Required work:
Text only, exactly as given: reproduce the entries below without their pictures.

Extracted information:
====================

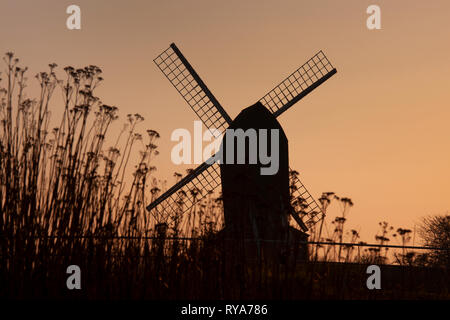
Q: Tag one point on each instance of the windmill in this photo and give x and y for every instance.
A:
(241, 187)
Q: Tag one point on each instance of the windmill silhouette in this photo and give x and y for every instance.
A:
(255, 206)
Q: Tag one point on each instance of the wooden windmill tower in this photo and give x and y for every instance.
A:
(255, 206)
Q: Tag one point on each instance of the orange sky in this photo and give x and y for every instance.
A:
(377, 132)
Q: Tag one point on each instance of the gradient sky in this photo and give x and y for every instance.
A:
(377, 132)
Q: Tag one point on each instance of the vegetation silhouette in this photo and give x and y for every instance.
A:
(64, 201)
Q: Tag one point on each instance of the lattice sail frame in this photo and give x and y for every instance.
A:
(193, 90)
(298, 84)
(186, 193)
(179, 198)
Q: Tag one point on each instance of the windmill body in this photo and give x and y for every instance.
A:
(256, 206)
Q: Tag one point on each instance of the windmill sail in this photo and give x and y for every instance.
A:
(193, 90)
(187, 192)
(302, 81)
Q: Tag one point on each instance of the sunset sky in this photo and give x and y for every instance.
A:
(377, 132)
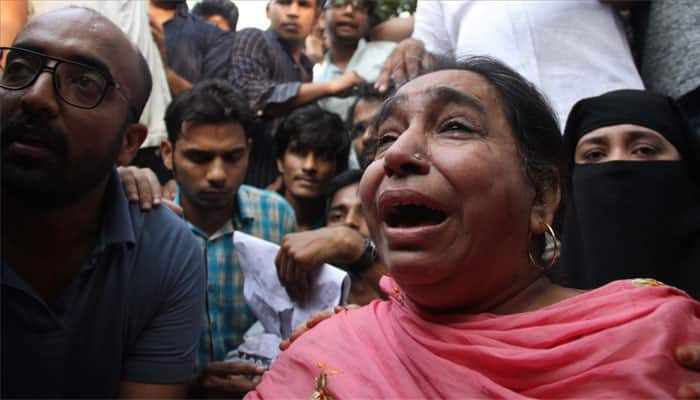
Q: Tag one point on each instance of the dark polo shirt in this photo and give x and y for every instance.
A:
(132, 313)
(196, 49)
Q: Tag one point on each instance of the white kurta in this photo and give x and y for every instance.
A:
(569, 49)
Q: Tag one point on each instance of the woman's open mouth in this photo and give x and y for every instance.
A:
(409, 209)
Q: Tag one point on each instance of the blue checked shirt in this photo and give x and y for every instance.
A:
(263, 214)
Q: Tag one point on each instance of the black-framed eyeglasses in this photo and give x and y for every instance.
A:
(360, 5)
(77, 84)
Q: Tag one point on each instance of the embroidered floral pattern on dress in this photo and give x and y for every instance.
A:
(321, 391)
(642, 282)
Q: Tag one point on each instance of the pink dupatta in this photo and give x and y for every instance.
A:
(615, 341)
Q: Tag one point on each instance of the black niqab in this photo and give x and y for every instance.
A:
(632, 219)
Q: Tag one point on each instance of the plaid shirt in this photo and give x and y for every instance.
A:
(263, 214)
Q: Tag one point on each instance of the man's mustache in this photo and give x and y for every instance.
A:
(24, 128)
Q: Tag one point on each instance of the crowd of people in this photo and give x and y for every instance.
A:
(512, 188)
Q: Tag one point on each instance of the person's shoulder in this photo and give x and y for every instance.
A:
(250, 35)
(253, 195)
(162, 237)
(381, 45)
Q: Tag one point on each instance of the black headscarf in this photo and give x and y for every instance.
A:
(632, 219)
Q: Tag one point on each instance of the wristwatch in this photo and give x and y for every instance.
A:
(366, 260)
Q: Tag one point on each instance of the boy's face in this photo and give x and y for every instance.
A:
(305, 174)
(346, 21)
(209, 162)
(292, 20)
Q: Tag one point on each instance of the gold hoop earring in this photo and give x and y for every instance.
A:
(551, 244)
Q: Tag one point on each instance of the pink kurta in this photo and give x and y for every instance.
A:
(616, 341)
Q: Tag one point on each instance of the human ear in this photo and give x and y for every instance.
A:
(280, 166)
(134, 136)
(166, 153)
(546, 201)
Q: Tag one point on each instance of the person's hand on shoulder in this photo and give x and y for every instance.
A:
(689, 357)
(301, 254)
(227, 379)
(141, 186)
(343, 85)
(405, 62)
(311, 322)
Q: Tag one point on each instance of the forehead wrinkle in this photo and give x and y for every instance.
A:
(390, 106)
(442, 95)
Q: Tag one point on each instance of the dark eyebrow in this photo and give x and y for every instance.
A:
(440, 96)
(593, 140)
(444, 95)
(338, 207)
(85, 60)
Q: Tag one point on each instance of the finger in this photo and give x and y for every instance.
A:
(300, 282)
(338, 309)
(278, 263)
(284, 345)
(169, 190)
(127, 177)
(689, 356)
(155, 185)
(384, 78)
(145, 193)
(233, 385)
(413, 63)
(174, 207)
(318, 317)
(427, 61)
(689, 391)
(398, 75)
(224, 369)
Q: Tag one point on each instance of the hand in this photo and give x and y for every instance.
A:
(302, 254)
(689, 357)
(141, 186)
(342, 86)
(313, 321)
(169, 190)
(159, 37)
(229, 379)
(404, 63)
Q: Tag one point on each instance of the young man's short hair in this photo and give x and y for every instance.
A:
(313, 129)
(225, 8)
(210, 101)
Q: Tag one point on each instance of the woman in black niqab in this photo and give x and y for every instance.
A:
(632, 219)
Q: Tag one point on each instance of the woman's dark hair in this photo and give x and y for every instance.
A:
(208, 102)
(534, 124)
(527, 111)
(225, 8)
(313, 129)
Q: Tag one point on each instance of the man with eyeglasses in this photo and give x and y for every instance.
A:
(98, 299)
(347, 26)
(276, 77)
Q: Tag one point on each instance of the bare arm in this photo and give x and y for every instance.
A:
(394, 29)
(310, 92)
(135, 390)
(176, 82)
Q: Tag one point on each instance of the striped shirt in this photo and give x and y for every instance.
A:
(265, 71)
(263, 214)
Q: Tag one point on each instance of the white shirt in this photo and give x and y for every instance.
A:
(367, 61)
(569, 49)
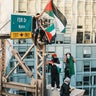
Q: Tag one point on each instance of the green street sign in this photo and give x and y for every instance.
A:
(21, 26)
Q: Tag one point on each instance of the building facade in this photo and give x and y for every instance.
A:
(79, 39)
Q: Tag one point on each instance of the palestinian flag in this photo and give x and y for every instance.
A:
(53, 11)
(50, 32)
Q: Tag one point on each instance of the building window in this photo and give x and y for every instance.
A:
(86, 52)
(86, 92)
(87, 37)
(86, 66)
(67, 39)
(79, 37)
(86, 80)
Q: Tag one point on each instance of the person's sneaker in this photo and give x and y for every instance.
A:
(52, 88)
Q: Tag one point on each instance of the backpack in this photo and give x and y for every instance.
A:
(64, 90)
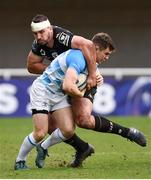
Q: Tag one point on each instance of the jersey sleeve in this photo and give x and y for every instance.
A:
(35, 48)
(76, 60)
(63, 36)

====================

Task output:
Q: Tag one point on each instance of the windmill in this photo and give x and y for every instance.
A:
(241, 187)
Q: Tag one point on each instance of the windmill silhouette in this photo and give x and y for every instance.
A:
(255, 206)
Q: Tag one point on each instance of the wooden windmill tower in this photo and give x and y for every instance.
A:
(255, 206)
Q: Tag one point on each instance of the orange sky in this photo and give x and y for every instance.
A:
(377, 132)
Q: Tag one point on each instance of the gradient sky in this photo and give x and y for every instance.
A:
(377, 132)
Q: Tag one point on each instance of the vegetation silhouette in this photo and give x and y for every instance.
A:
(64, 201)
Q: Tag one point on each instance of the lattice sail frame in this photo and give x and y for every instance.
A:
(193, 90)
(298, 84)
(186, 193)
(179, 198)
Q: Tag one point on each instance of the windmill body in this photo and give x and y for every instance.
A:
(256, 206)
Q: Tag one point on each instance of the windmill sail in this photo and give x and y for every instance.
A:
(193, 90)
(187, 192)
(302, 81)
Q: Tag one point on each instance of the sunset sky in this photo and give x and y for every instance.
A:
(377, 132)
Q: Tag one point on each instance of the dark polo shirt in this photo and give x and y for every instance.
A:
(132, 313)
(196, 49)
Q: Tag one point on each instance of the white kurta in this photo and give x and y for every instance.
A:
(569, 49)
Q: Tag one point on each instance of the woman's open mouth in this photo and give x and y for every instance.
A:
(409, 209)
Q: Tag one point on each instance of the blue checked shirt in this photo and give x and y for every instance.
A:
(263, 214)
Q: Tag one point on each instance of the black-framed eyeglasses in this photo and give x and y for every instance.
A:
(360, 5)
(77, 84)
Q: Tag one point on each instance of the embroidered floral pattern on dress in this photo and give x and y for every instance.
A:
(321, 391)
(642, 282)
Q: Tag one point on each instance of the pink dupatta in this photo and give x and y for every instance.
A:
(615, 341)
Q: Tag one point on each instance of the black niqab in this photo and give x and y for every instance.
A:
(632, 219)
Q: Tag one point on each instance of the plaid shirt in this photo and give x and y for every instance.
A:
(263, 214)
Q: Tag one point on each instance of the man's mustache in this photo and give x and y for every instance.
A:
(24, 128)
Q: Tag one point on each instance of the crowd of people in this photo and give x and y for every instance.
A:
(512, 188)
Q: Tag one point on each instance of the person's shoulder in this photo and give x and y for every instance.
A:
(250, 35)
(253, 195)
(162, 237)
(381, 45)
Q: Tag one point on each instance of the black headscarf in this photo and give x and y for every instance.
A:
(632, 219)
Q: Tag one point on each instance of the wristwatch in this photo and give x and y for every instance.
A:
(366, 260)
Q: Tag one point on each instance of the boy's face in this photo and give x and y for every instance.
A:
(305, 174)
(346, 21)
(209, 162)
(292, 20)
Q: Tag one point on each instance of the gold hoop earring in this photo and give x and y for every instance.
A:
(551, 244)
Q: Tag one point on each instance of the pink kurta in this photo and give x and y for every instance.
A:
(616, 341)
Q: Tag one point on each instance of the human ear in this photo and give x and y for every instance.
A:
(280, 166)
(134, 136)
(166, 153)
(546, 201)
Q: Tag one point on each instance of the person's hand on shoulder in this photo and give x and y for every instance.
A:
(689, 357)
(301, 254)
(227, 379)
(141, 186)
(343, 85)
(405, 62)
(311, 322)
Q: Tag one point on each instance of the forehead wrinkle in this photo and give x and y for every instance.
A:
(390, 106)
(442, 95)
Q: Tag one point on each instance of the dark eyebrow in this photo and give x and y for every instance.
A:
(440, 96)
(593, 140)
(444, 95)
(338, 207)
(85, 60)
Q: Tag one point on each instance of the finger in this photo and give x and y for every instance.
A:
(300, 282)
(338, 309)
(278, 263)
(284, 345)
(169, 190)
(127, 177)
(689, 356)
(155, 185)
(384, 78)
(145, 193)
(233, 385)
(413, 63)
(174, 207)
(318, 317)
(427, 61)
(689, 391)
(398, 75)
(224, 369)
Q: Tag one point on each instance of the hand in this photo and give x and y for every instance.
A:
(302, 254)
(689, 357)
(141, 186)
(342, 86)
(313, 321)
(169, 190)
(159, 37)
(229, 379)
(404, 63)
Q: Tag one point on each instance of the young man's short hair in this photo and give x and y for every instance.
A:
(313, 129)
(225, 8)
(210, 101)
Q: Tag one point on each instance of the woman in black niqab in this photo and give x and y for every instance.
A:
(632, 219)
Q: Tag one point on each instance of the woman's dark hair in this photo and give x and y for every instance.
A:
(208, 102)
(534, 124)
(527, 111)
(225, 8)
(313, 129)
Q: Tag one point on each instance of the man with eyeglasses in this photo and give x and y for every instance.
A:
(98, 299)
(347, 26)
(276, 77)
Q: Tag one point on each instance of the bare arm in this photo and give x and y for every instance.
A:
(394, 29)
(310, 92)
(135, 390)
(176, 82)
Q: Tag one point on each instance of the striped shirt in this photo and give x and y for every instance.
A:
(265, 71)
(263, 214)
Q: Tag one point on each instance of the white shirt in this photo and give x and y for every instance.
A:
(367, 61)
(569, 49)
Q: Tag one point on each instance of the green street sign in this photo and give x and y for every instance.
A:
(21, 26)
Q: Tag one point on each instance of the building facade in this photo and give x and y for every instance.
A:
(79, 39)
Q: Tag one point on each instance of the palestinian flag in this photo and give x and y for every instance.
A:
(53, 11)
(50, 32)
Q: Tag one point on each instance of the building window in this photo and give x and y for every instance.
A:
(86, 52)
(86, 92)
(87, 37)
(86, 66)
(67, 39)
(79, 37)
(86, 80)
Q: Tag one point on each instance of the person's sneaker in this photo and give x and y for every instance.
A:
(52, 88)
Q: Tag one point on each instance of the backpack in this photo and give x and y for every instance.
A:
(64, 90)
Q: Tag one point on each instance of the jersey sleeve in this photo and give x and y for every instance.
A:
(35, 48)
(76, 60)
(63, 36)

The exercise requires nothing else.